◆ WHAT NEEDS TO BE DONE ◆
Pictures do not belong in the copy; transcribe everything else in the records exactly.

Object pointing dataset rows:
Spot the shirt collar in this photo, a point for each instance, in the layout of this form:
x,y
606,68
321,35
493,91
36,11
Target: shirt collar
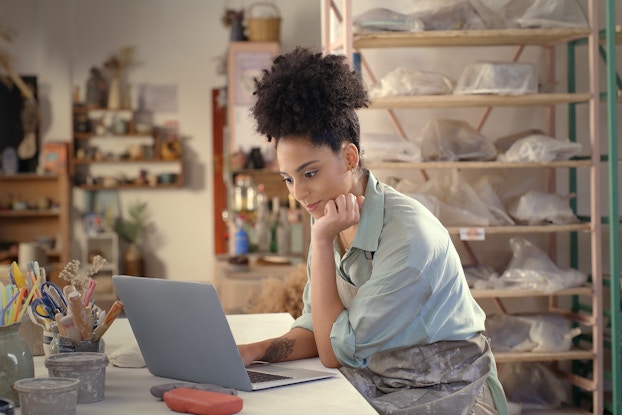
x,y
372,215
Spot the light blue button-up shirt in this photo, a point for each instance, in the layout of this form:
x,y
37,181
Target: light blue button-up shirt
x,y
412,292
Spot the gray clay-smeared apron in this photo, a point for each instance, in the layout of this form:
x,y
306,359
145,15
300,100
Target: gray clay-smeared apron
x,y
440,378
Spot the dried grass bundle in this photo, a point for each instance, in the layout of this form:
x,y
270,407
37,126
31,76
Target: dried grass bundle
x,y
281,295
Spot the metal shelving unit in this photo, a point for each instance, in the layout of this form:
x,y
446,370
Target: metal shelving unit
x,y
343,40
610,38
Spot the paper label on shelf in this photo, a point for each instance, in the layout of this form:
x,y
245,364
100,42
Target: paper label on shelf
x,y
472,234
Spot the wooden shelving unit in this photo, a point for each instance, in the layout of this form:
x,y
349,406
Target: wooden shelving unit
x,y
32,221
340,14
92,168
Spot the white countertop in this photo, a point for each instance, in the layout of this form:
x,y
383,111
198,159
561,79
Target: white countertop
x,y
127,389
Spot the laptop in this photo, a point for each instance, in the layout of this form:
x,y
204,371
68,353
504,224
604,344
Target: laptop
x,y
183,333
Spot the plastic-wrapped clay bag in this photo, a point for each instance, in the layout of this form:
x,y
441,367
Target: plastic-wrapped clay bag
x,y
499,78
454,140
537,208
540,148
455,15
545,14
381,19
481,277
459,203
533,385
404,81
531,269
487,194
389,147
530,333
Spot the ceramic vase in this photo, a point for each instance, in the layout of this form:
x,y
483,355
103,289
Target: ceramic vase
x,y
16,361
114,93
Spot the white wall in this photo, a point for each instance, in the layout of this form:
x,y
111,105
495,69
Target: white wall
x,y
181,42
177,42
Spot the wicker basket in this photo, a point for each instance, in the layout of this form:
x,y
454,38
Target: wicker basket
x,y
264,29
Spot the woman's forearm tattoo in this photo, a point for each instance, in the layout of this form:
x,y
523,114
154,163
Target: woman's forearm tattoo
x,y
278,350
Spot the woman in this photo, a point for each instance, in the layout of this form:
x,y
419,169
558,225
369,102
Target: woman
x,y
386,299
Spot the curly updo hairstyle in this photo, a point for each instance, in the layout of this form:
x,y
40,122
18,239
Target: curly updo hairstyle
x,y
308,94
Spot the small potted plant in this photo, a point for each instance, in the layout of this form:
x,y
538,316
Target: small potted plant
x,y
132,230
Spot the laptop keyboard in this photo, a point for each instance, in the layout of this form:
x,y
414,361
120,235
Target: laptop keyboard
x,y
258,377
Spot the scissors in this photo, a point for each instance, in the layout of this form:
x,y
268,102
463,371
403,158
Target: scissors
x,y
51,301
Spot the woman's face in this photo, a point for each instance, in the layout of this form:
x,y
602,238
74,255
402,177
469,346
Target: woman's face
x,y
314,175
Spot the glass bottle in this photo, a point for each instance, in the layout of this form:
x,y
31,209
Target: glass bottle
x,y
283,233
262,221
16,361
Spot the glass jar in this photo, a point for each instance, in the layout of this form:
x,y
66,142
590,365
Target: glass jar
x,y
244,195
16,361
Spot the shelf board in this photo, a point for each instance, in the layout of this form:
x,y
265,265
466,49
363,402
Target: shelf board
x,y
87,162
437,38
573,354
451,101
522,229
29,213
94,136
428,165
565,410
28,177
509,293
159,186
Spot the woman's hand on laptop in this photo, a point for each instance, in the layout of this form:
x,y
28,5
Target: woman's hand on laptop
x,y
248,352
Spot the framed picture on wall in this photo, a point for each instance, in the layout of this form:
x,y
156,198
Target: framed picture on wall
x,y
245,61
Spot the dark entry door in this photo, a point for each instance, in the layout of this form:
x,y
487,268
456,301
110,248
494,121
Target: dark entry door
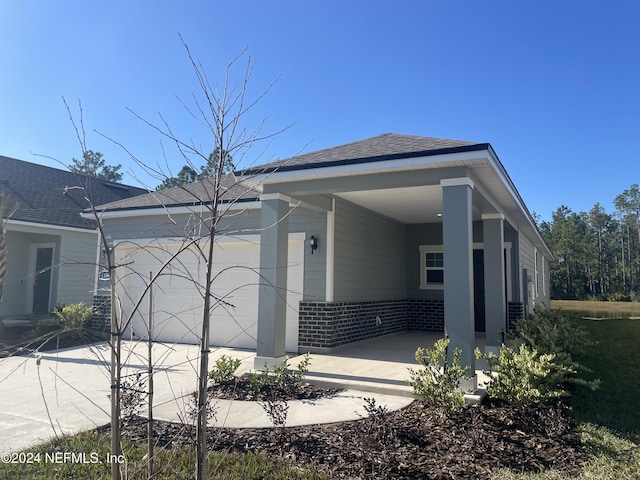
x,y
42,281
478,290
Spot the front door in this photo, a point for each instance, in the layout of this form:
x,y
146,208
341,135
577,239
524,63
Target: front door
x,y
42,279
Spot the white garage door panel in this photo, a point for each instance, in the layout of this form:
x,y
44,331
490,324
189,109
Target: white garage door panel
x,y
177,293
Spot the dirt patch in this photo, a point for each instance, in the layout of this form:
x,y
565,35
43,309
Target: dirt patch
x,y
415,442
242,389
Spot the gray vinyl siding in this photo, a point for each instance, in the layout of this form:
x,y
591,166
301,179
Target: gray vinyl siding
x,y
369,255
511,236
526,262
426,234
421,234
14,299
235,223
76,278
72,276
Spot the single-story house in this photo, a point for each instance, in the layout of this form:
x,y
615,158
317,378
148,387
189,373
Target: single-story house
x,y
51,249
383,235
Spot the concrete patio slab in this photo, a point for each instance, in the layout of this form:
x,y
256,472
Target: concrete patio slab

◆ EXERCISE SOLUTION ◆
Spot the shirt collar in this photo, a point for each instance, in the layout of this form:
x,y
606,68
321,35
493,91
36,11
Target: shirt collar
x,y
372,215
Spot the light blue button-up shirt in this photo, a point for each instance, in the layout of this form:
x,y
37,181
Target: light blue button-up shirt
x,y
412,292
Spot the gray clay-smeared apron in this photo, a point for each instance, in the layout of this form:
x,y
306,359
145,15
300,100
Target: gray clay-smeared apron
x,y
440,378
Spot the dried grass bundle in this photo, a point for each instance, in the layout of this form:
x,y
270,407
37,126
31,76
Target: dried grass bundle
x,y
281,295
Spot the metal shelving unit in this photo, a point for each instance, in the layout of this form:
x,y
446,370
Target: metal shelving unit
x,y
343,40
610,38
Spot the paper label on shelf in this photo, a point for each instance, in the layout of this form:
x,y
245,364
100,42
Target: paper label on shelf
x,y
472,234
Spot the wooden shelving unit in this photo, a point for each instance, in the layout of this form:
x,y
349,406
Target: wooden shelving unit
x,y
32,221
340,14
92,168
Spot the white countertop in this photo, a point for each instance, in the layout of this form:
x,y
383,111
198,159
561,79
Target: white countertop
x,y
127,389
Spot the laptop in this photo, a point for each instance, in the layout of this form:
x,y
204,371
68,353
504,224
604,344
Target: laptop
x,y
183,333
Spot the plastic-wrapped clay bag in this photo, a point for each instance, in the layout of this form:
x,y
441,367
Target: plastic-wrapped clay bag
x,y
499,78
454,140
537,208
540,148
455,15
545,14
381,19
481,277
459,203
533,385
404,81
531,269
487,194
389,147
530,333
Spot the ceramic vase in this photo, a point for each instance, in the layout of this form:
x,y
483,355
103,289
Target: ceramic vase
x,y
16,361
114,93
Spot the white wall in this photo, a point for each instance, in the layout of this form:
x,y
111,105
495,69
Target: white wall
x,y
181,42
177,42
Spot the wicker basket in this photo, a point for each instance, in the layout of this form:
x,y
454,38
Target: wicker basket
x,y
264,29
Spot the woman's forearm tattoo in this photo, a point for each instance, in the layout of this form:
x,y
523,114
154,163
Target: woman's forearm tattoo
x,y
278,350
Spot the woman in this photo, a point for each instance, in the layout of this form:
x,y
419,169
558,225
369,102
Target: woman
x,y
386,299
Spot the curly updo hairstyle in this photo, a point for each instance, in the layout of this form:
x,y
40,122
18,239
Target: curly updo hairstyle
x,y
308,94
Spot the small potted plant in this photo, a point for each instance, in the layout of this form:
x,y
538,316
Target: small potted plant
x,y
132,230
Spot the laptop keyboard in this photo, a point for each instance, in the layout of this form:
x,y
414,361
120,235
Target: laptop keyboard
x,y
258,377
Spot the scissors in this photo, a point for each instance, in the layout of this form:
x,y
268,102
463,371
403,158
Target: scissors
x,y
51,301
Spot the woman's face in this photo, a point for each instance, in the layout of this form:
x,y
602,238
74,255
402,177
469,346
Target: woman's face
x,y
314,175
Spot the glass bottle in this photo, a point for each instance, in the layout of this form:
x,y
31,209
Target: glass bottle
x,y
283,233
262,221
16,361
Spot the glass jar in this photo, a point for each instance, in the layout of this form:
x,y
66,142
590,365
Target: glass jar
x,y
244,195
16,361
Spot the shelf board in this photo, a point for each instance, in the layout of this form:
x,y
265,265
466,49
363,402
Target: shelf board
x,y
87,162
437,38
573,354
451,101
522,229
29,213
94,136
428,165
565,410
28,177
509,293
159,186
Spot the woman's hand on laptop in this photo, a point for each instance, in the layout of this form:
x,y
28,5
Target: woman's hand on laptop
x,y
248,352
Spot the framed picture on wall in this photo, a point for each instance, in the layout of this form:
x,y
156,198
Target: framed picture on wall
x,y
245,61
Spot the dark entry door in this photo, a point for each instance, in the layout of this form:
x,y
487,268
456,301
110,248
494,121
Target: dark entry door
x,y
42,281
478,290
Spot the front door in this photo, a point for each instance, in the layout of this form:
x,y
146,208
341,135
577,239
524,63
Target: front door
x,y
42,279
Spot the white garage door panel in this photo, a point for each instance, in the layout of this form:
x,y
44,331
490,324
189,109
Target: white garage door panel
x,y
177,293
Spot the dirt patch in this photo, a point for each instance, in the layout of this form:
x,y
565,35
43,309
Target: dirt patch
x,y
415,442
242,389
Spot the gray vinyl siding in this photo, a point for each instance, in the layout of this form:
x,y
591,166
301,179
Target: gray vinyl siding
x,y
369,255
511,236
526,262
426,234
421,234
14,299
235,223
76,278
72,276
Spot the single-story house in this photo, a point for each instance, in the layout of this form:
x,y
615,158
317,378
148,387
189,373
Target: single-story house
x,y
51,249
383,235
Spot the concrete patio slab in this photo, a point for each instance, in the layout of this form:
x,y
256,472
Target: concrete patio slab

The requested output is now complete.